SOURCE:
Saturday, January 30, 2016

Exploring Chicago Crime and Housing Price Data

by Harold Li

Note from the bloggers: Barbara and I started DataBucket last year as a platform for us to explore our interest in data science. Our goal was to answer any questions that interested us - at first, it was sports analytics, then it was about food safety and restaurants, and then it was about startups and social media, and we also touched on the financial markets.

However, upon reviewing and reflecting on our DataBucket content in 2015, we realized that we were too focused on publishing popular content, rather than delving into projects that would enhance our data science toolkit.

Thus, we will be publishing less in 2016, and will be focusing on longer term projects. Our blog posts will appear much more explanatory rather than trying to prove a point, as we want to document our progress throughout our year.

This post on Chicago crime rates and housing price data is the first of a series of projects we plan to tackle in 2016. Please feel free to give feedback or provide any suggestions on further analysis.

I've always been interested in learning more about the relationship between crime rates and housing prices. When I was growing up, I would always hear my mother talking to other aunties, saying something like, "Yeah we moved here because it was a safer neighborhood. It's more expensive though but it's worth it." When I moved into the city, my fellow peers would always compare rent to how safe the area is. They would say, "Yeah, it's cheaper there, but the area is kinda sketchy."

Thus, I wanted to take a deeper dive into exploring the relationship between living costs and crime. To explore this relationship, I needed to find robust datasets for both metrics. The Zillow API had some promising housing data, but the Trulia API provided weekly averages and metrics of listed housing prices in each neighborhood. In terms of crime rates, New York City did not have detailed data on crimes. However, Chicago's Open Source platform has a massive dataset detailing all crimes that have occurred in the 21st Century. With these datasets, I decided to focus on Chicago and to answer three questions about the city:

1) How do we best quantify the relationship between crime rates and housing prices in Chicago?

2) Do increases or decreases in crime activity affect housing prices in Chicago?

3) How do crime rates in Chicago vary at different times of the week?

Cleaning the Data

We had to clean the datasets quite extensively, as the Trulia API had a list of neighborhoods of Chicago it had prices for, while the crime dataset listed only the location of each crime in longitude and latitude. Ultimately, we used Craig M. Booth's Github code to map these locations to a list of neighborhoods as defined by the Chicago Open Source portal.  Unfortunately, this neighborhood list is different from the Trulia neighborhood lists, so we mapped Trulia neighborhoods to the Chicago Open Source list. See my iPython Notebook in my Github for implementation details.

Part 1: Relationship between Crime Rates and Housing Prices in Chicago

With clean data in hand, we were able to count the number of crimes that occurred between 2012-2015 for each neighborhood and divide by its population to get a crime rate (i.e. the number of crimes an average person would commit in the past 4 years). We also averaged all the price listings for each neighborhood for that period of time to get an average housing price for each neighborhood. The following graphs that data, with the size of the data points representing the average number of house listings per neighborhood:

The best fit to this relationship was in fact a lasso regression, a form of regularized regression that puts constraints on the number of explanatory variables used in order to reduce bias. The best predictors for crime rates ended up being the inverse of price (1/Price) and the inverse of the squared price (1/Price^2). As a result, we conclude that there is a fairly strong inverse relationship between housing prices and crime rates.

[Excerpts of labeled region data]
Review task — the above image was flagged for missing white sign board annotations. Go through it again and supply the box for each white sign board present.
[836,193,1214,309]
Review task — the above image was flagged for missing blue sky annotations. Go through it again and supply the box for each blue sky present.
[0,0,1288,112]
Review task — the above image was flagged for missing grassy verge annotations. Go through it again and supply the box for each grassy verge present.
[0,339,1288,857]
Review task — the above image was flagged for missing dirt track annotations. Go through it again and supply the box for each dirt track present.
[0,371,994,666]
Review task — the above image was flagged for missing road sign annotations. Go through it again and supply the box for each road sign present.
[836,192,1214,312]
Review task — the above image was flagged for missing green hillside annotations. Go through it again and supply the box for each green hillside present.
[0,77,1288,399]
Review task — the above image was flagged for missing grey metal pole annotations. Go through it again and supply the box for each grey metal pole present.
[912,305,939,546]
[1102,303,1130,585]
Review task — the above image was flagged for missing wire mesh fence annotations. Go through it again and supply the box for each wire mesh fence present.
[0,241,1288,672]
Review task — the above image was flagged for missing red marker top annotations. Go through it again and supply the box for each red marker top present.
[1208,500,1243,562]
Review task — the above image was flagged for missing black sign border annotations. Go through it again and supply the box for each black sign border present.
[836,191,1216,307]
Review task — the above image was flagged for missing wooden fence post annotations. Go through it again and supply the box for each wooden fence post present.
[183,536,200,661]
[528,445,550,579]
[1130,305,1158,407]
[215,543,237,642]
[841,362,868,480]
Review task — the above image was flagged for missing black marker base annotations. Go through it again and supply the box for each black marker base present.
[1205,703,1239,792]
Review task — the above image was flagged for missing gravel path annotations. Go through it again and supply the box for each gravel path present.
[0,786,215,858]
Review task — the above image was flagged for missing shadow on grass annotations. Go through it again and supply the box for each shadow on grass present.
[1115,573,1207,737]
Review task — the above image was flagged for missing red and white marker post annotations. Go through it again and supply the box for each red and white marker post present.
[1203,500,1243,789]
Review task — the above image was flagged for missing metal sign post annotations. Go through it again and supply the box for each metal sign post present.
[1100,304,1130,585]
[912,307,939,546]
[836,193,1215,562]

EXERCISE DESCRIPTION:
Extract the passage of the Chicago crime and housing price post that runs from "by Harold Li" up to and including "the financial markets.", copying it word for word.

FINISHED TASK:
by Harold Li

Note from the bloggers: Barbara and I started DataBucket last year as a platform for us to explore our interest in data science. Our goal was to answer any questions that interested us - at first, it was sports analytics, then it was about food safety and restaurants, and then it was about startups and social media, and we also touched on the financial markets.